Requirement:
The full set of entries below should be transcribed exactly.

Stored records
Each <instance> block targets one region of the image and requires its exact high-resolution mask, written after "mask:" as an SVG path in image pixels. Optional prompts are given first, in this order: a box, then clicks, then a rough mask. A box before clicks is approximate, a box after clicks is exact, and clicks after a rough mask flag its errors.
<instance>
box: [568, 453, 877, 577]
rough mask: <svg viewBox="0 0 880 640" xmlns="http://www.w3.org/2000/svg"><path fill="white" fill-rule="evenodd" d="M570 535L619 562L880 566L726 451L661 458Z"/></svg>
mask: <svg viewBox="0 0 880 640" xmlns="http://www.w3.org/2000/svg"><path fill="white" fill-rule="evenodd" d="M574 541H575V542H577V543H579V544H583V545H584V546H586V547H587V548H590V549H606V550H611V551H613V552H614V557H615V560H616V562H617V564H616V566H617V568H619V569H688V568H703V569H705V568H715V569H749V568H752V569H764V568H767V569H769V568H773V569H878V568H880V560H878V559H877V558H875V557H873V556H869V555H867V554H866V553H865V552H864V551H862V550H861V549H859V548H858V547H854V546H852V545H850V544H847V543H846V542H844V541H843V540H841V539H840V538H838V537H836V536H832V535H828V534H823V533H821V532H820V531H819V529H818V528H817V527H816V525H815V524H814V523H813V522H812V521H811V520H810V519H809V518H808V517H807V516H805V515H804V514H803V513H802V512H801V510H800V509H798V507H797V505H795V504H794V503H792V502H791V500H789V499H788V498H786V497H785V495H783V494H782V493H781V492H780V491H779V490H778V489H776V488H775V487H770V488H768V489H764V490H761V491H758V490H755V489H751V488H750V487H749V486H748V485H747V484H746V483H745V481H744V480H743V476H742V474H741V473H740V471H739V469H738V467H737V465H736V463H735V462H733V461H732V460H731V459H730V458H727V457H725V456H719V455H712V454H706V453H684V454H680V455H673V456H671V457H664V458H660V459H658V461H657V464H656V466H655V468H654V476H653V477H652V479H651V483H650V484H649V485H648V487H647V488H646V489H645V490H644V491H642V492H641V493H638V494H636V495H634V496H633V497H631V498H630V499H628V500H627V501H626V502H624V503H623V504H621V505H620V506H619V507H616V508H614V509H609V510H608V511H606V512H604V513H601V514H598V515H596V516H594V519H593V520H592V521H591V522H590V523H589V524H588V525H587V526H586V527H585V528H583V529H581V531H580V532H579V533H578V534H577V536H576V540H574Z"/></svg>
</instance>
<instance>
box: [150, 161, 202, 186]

Written answer:
Each <instance> block targets one region of the image and requires its exact high-resolution mask, written after "mask:" as an SVG path in image pixels. Optional prompts are given first, in this order: a box, then clicks, then a rough mask. A box before clicks is approximate, a box after clicks is exact, and clicks after a rough mask flag its errors.
<instance>
box: [568, 453, 877, 577]
rough mask: <svg viewBox="0 0 880 640" xmlns="http://www.w3.org/2000/svg"><path fill="white" fill-rule="evenodd" d="M570 535L619 562L880 566L726 451L661 458Z"/></svg>
mask: <svg viewBox="0 0 880 640" xmlns="http://www.w3.org/2000/svg"><path fill="white" fill-rule="evenodd" d="M574 541H575V542H577V543H579V544H583V545H584V546H586V547H587V548H590V549H606V550H611V551H613V552H614V557H615V560H616V562H617V564H616V566H617V568H619V569H688V568H703V569H705V568H715V569H749V568H752V569H764V568H767V569H769V568H773V569H878V568H880V560H878V559H877V558H875V557H873V556H869V555H867V554H866V553H865V552H864V551H862V550H861V549H859V548H858V547H854V546H852V545H850V544H847V543H846V542H844V541H843V540H841V539H840V538H838V537H836V536H832V535H828V534H823V533H821V532H820V531H819V529H818V528H817V527H816V525H815V524H814V523H813V522H812V521H811V520H810V519H809V518H808V517H807V516H805V515H804V514H803V513H802V512H801V510H800V509H798V507H797V505H795V504H794V503H792V502H791V500H789V499H788V498H786V497H785V495H783V494H782V493H781V492H780V491H779V490H778V489H776V488H775V487H770V488H768V489H764V490H761V491H758V490H755V489H751V488H750V487H749V486H748V485H747V484H746V483H745V481H744V480H743V476H742V474H741V473H740V471H739V469H738V467H737V465H736V463H735V462H733V461H732V460H731V459H730V458H727V457H725V456H719V455H712V454H706V453H684V454H680V455H673V456H671V457H664V458H660V459H658V461H657V464H656V466H655V468H654V476H653V477H652V479H651V483H650V484H649V485H648V487H647V488H646V489H645V490H644V491H642V492H641V493H638V494H636V495H634V496H633V497H631V498H630V499H628V500H627V501H626V502H624V503H623V504H621V505H620V506H619V507H616V508H614V509H609V510H608V511H606V512H604V513H601V514H598V515H596V516H594V519H593V520H592V521H591V522H590V523H589V524H588V525H587V526H586V527H585V528H583V529H581V531H580V532H579V533H578V534H577V536H576V540H574Z"/></svg>
</instance>
<instance>
box: [150, 161, 202, 186]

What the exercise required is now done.